### Direction
Repeat the entire listing exactly as written.

....

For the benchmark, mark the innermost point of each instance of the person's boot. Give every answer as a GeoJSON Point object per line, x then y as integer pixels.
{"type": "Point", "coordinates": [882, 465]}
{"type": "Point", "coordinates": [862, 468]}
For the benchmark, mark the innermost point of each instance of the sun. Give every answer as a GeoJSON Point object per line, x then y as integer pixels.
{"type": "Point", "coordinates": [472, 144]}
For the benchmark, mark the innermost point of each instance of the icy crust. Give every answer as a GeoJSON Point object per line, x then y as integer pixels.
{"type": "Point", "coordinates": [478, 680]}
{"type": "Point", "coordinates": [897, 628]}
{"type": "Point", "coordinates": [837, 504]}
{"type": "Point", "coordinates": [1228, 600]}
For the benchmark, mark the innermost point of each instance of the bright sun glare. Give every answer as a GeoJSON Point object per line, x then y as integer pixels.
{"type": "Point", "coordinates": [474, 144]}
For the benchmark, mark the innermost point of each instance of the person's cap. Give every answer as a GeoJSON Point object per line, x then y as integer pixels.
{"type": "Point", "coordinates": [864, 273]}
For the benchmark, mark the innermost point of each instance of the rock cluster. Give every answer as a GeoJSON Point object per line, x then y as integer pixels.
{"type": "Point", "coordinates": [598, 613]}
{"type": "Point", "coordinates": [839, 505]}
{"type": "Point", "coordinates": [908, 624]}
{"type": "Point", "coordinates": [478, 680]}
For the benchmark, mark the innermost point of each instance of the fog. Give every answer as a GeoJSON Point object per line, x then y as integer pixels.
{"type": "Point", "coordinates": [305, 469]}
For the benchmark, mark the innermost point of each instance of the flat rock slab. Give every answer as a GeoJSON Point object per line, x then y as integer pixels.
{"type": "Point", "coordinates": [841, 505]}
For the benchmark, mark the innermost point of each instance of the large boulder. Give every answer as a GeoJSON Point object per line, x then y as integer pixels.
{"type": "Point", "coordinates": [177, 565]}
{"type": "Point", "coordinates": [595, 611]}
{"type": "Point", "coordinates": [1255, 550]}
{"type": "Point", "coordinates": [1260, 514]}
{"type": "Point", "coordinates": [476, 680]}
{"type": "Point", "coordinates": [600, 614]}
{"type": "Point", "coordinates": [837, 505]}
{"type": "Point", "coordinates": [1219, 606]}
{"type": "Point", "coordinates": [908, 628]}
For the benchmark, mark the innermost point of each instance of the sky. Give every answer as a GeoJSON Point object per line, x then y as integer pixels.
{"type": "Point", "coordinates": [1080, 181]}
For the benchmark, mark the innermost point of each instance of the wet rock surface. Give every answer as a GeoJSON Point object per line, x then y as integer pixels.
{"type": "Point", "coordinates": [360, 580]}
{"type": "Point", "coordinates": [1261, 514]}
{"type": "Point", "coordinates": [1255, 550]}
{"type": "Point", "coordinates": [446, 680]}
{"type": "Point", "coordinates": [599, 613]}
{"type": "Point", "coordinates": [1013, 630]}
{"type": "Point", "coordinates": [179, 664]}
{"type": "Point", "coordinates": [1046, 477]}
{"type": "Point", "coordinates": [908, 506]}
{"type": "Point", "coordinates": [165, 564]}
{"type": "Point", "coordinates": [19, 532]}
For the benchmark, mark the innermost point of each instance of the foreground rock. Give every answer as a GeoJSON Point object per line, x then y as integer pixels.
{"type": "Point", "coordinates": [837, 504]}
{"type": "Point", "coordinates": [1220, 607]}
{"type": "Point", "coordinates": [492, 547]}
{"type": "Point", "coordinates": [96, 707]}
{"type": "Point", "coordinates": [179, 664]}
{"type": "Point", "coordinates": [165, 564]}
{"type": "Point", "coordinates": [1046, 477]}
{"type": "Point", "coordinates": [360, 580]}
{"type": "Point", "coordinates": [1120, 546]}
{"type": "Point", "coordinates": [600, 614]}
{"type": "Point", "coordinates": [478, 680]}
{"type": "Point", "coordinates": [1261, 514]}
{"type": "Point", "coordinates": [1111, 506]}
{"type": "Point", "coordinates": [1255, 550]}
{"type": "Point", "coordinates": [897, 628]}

....

### Expected answer
For the benchmark, mark the innermost point of each instance of the person's boot. Give every answer as a GeoJSON Point object per line, x then y as integer pixels.
{"type": "Point", "coordinates": [882, 465]}
{"type": "Point", "coordinates": [862, 468]}
For the benchmark, mark the innermost point of each instance of the sun. Give every answer as a GeoJSON Point object per line, x then y as integer pixels.
{"type": "Point", "coordinates": [472, 144]}
For the benchmark, mark the innermost point of each instance of the icy crust. Give every answer as a GeoJSON Point object per line, x then y as integer pixels.
{"type": "Point", "coordinates": [478, 680]}
{"type": "Point", "coordinates": [897, 628]}
{"type": "Point", "coordinates": [837, 504]}
{"type": "Point", "coordinates": [1228, 600]}
For the benchmark, mark the innermost point of each instance of the bright sun glare. Give every answer as a GeoJSON Point object per line, x then y as integer pixels.
{"type": "Point", "coordinates": [474, 144]}
For the benchmark, mark the innermost point of each instance of the person's cap. Give every answer as a GeoJSON Point object per line, x then y as integer pixels.
{"type": "Point", "coordinates": [864, 273]}
For the benchmark, mark the innermost point of each instance of the rock cluster. Give every answer as a GeoJSON Point object per line, x then y as integer pixels.
{"type": "Point", "coordinates": [598, 613]}
{"type": "Point", "coordinates": [839, 505]}
{"type": "Point", "coordinates": [908, 624]}
{"type": "Point", "coordinates": [478, 680]}
For the benchmark, mark the innermost point of each instance of the fog. Give every answer as a GeoJSON Point object per line, x then y as integer pixels.
{"type": "Point", "coordinates": [305, 469]}
For the benchmark, mark the innermost point of each instance of the flat rock slab. Give every answer as a GeoJSON Point object per line, x then y as integer pixels.
{"type": "Point", "coordinates": [841, 505]}
For the benchmark, mark the innermost point of each instance of the large boulder. Give every answer as a GeoJSON Point object per line, x then y as integer pixels.
{"type": "Point", "coordinates": [177, 565]}
{"type": "Point", "coordinates": [595, 611]}
{"type": "Point", "coordinates": [1255, 550]}
{"type": "Point", "coordinates": [1260, 514]}
{"type": "Point", "coordinates": [476, 680]}
{"type": "Point", "coordinates": [600, 614]}
{"type": "Point", "coordinates": [837, 505]}
{"type": "Point", "coordinates": [1219, 606]}
{"type": "Point", "coordinates": [908, 628]}
For the benchmark, mark the innermost point of each instance of the sky. Give every answer as a GeoJSON Point object per line, x then y as integer pixels.
{"type": "Point", "coordinates": [1080, 181]}
For the benchmark, mark the innermost point of each instance of the wet rock surface. Give every answer as a GeoJSON Point object per line, x then y as integer pixels.
{"type": "Point", "coordinates": [360, 580]}
{"type": "Point", "coordinates": [1261, 514]}
{"type": "Point", "coordinates": [1255, 550]}
{"type": "Point", "coordinates": [446, 680]}
{"type": "Point", "coordinates": [599, 613]}
{"type": "Point", "coordinates": [1013, 630]}
{"type": "Point", "coordinates": [179, 664]}
{"type": "Point", "coordinates": [1046, 477]}
{"type": "Point", "coordinates": [908, 506]}
{"type": "Point", "coordinates": [165, 564]}
{"type": "Point", "coordinates": [19, 532]}
For the benchmark, mark the innermost point of each instance of the foreground rock. Give every answer as a GeoJSON Point object per line, x then y as integer pixels.
{"type": "Point", "coordinates": [837, 504]}
{"type": "Point", "coordinates": [1220, 607]}
{"type": "Point", "coordinates": [492, 547]}
{"type": "Point", "coordinates": [96, 707]}
{"type": "Point", "coordinates": [179, 664]}
{"type": "Point", "coordinates": [165, 564]}
{"type": "Point", "coordinates": [1046, 477]}
{"type": "Point", "coordinates": [360, 580]}
{"type": "Point", "coordinates": [1120, 546]}
{"type": "Point", "coordinates": [600, 614]}
{"type": "Point", "coordinates": [478, 680]}
{"type": "Point", "coordinates": [1261, 514]}
{"type": "Point", "coordinates": [1111, 506]}
{"type": "Point", "coordinates": [1255, 550]}
{"type": "Point", "coordinates": [897, 628]}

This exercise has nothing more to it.